### OBJETIVO
Devolva na íntegra, sem qualquer alteração, o excerto sobre a tese de doutoramento e o espaço público urbano.

C) Do percurso “temporal” da profissão 
    O seu passado (referências, memória, imaginário), 
    O seu presente (prática, acção, posição),
    O seu futuro (aspirações, projecto, utopia).
                        Fonte: Pedro Brandao, Tesis Doctoral, p. 39

3.HC critica o destaque excessivo que, em sua opinião, merecem na tese os artistas plásticos como profissionais do desenho, no seu contributo para “dar forma” ao espaço público urbano. E enuncia a ideia de que tal destaque se devería :

·A uma estratégia que alegadamente a tese seguiria, de procurar dominar o processo interdisciplinar, a partir da profissão de arquitecto, fazendo nele incluir profissões às quais não se aplicaríam por inteiro os mesmos paradigmas profissionais

·Ao facto de a tese ser apresentada a partir de uma Faculdade de Belas Artes, e não de outra. De facto o doutoramento insere-se no programa “Espaço Público e Regeneração Urbana” do centro de estudos CERPOLIS, centrado naquela faculdade (programa que foi classificado de Doutorado de Qualidade, e que me proporcionou um quadro de “descompromisso” corporativo, que hoje é difícil de encontrar, nomeadamente em Portugal).

Para além de ter toda a pertinência a inclusão dos estudos urbanos numa Faculdade de Artes (comprovada pela crescente importância dos projectos de Arte Pública no ambiente urbano e em especial nos projectos de Design Urbano e, dentre estes, os que respondem à necessidade de “monumentalizar” as periferias[2]), a proximidade entre as profissões que usam o desenho como ferramenta conceptual e projectual, tem naturalmente origem numa raiz comum, o próprio desenho. A sua colaboração nos temas urbanos pode e deve ser aprofundada, não excluindo por esse facto outros ramos do saber. O que, no caso da inserção da Faculdade de Belas Artes na Universidade de Barcelona, está facilitado por natureza[3].

Registos em bruto
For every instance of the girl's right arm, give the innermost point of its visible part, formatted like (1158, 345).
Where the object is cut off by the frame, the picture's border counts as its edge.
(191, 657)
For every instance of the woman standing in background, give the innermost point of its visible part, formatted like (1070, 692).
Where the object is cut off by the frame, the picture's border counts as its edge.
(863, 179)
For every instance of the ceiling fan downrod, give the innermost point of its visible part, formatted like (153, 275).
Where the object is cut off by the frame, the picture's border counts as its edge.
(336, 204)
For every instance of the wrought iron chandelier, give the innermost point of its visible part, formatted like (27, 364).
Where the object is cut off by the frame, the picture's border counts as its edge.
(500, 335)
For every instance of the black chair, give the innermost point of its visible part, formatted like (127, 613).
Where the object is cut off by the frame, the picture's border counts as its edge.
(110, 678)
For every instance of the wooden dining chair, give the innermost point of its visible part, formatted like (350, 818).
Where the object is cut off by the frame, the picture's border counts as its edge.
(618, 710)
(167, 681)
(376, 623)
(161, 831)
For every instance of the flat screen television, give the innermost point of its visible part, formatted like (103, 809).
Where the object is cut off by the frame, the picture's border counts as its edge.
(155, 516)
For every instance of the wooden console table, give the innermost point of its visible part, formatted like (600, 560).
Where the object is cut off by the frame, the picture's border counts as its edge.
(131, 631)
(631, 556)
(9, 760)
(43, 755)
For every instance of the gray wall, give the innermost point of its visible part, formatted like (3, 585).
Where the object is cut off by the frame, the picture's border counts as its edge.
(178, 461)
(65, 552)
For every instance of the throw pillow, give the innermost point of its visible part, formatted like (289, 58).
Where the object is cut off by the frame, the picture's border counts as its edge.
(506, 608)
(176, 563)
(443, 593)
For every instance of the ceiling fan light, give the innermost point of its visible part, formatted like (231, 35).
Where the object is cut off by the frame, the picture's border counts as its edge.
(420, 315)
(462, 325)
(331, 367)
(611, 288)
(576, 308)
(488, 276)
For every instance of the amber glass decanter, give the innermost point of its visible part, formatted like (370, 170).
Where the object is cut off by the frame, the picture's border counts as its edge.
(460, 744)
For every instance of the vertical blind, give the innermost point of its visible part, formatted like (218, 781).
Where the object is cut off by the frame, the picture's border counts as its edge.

### RESULTADO DO EXERCÍCIO
C) Do percurso “temporal” da profissão 
    O seu passado (referências, memória, imaginário), 
    O seu presente (prática, acção, posição),
    O seu futuro (aspirações, projecto, utopia).
                        Fonte: Pedro Brandao, Tesis Doctoral, p. 39

3.HC critica o destaque excessivo que, em sua opinião, merecem na tese os artistas plásticos como profissionais do desenho, no seu contributo para “dar forma” ao espaço público urbano. E enuncia a ideia de que tal destaque se devería :

·A uma estratégia que alegadamente a tese seguiria, de procurar dominar o processo interdisciplinar, a partir da profissão de arquitecto, fazendo nele incluir profissões às quais não se aplicaríam por inteiro os mesmos paradigmas profissionais

·Ao facto de a tese ser apresentada a partir de uma Faculdade de Belas Artes, e não de outra. De facto o doutoramento insere-se no programa “Espaço Público e Regeneração Urbana” do centro de estudos CERPOLIS, centrado naquela faculdade (programa que foi classificado de Doutorado de Qualidade, e que me proporcionou um quadro de “descompromisso” corporativo, que hoje é difícil de encontrar, nomeadamente em Portugal).

Para além de ter toda a pertinência a inclusão dos estudos urbanos numa Faculdade de Artes (comprovada pela crescente importância dos projectos de Arte Pública no ambiente urbano e em especial nos projectos de Design Urbano e, dentre estes, os que respondem à necessidade de “monumentalizar” as periferias[2]), a proximidade entre as profissões que usam o desenho como ferramenta conceptual e projectual, tem naturalmente origem numa raiz comum, o próprio desenho. A sua colaboração nos temas urbanos pode e deve ser aprofundada, não excluindo por esse facto outros ramos do saber. O que, no caso da inserção da Faculdade de Belas Artes na Universidade de Barcelona, está facilitado por natureza[3].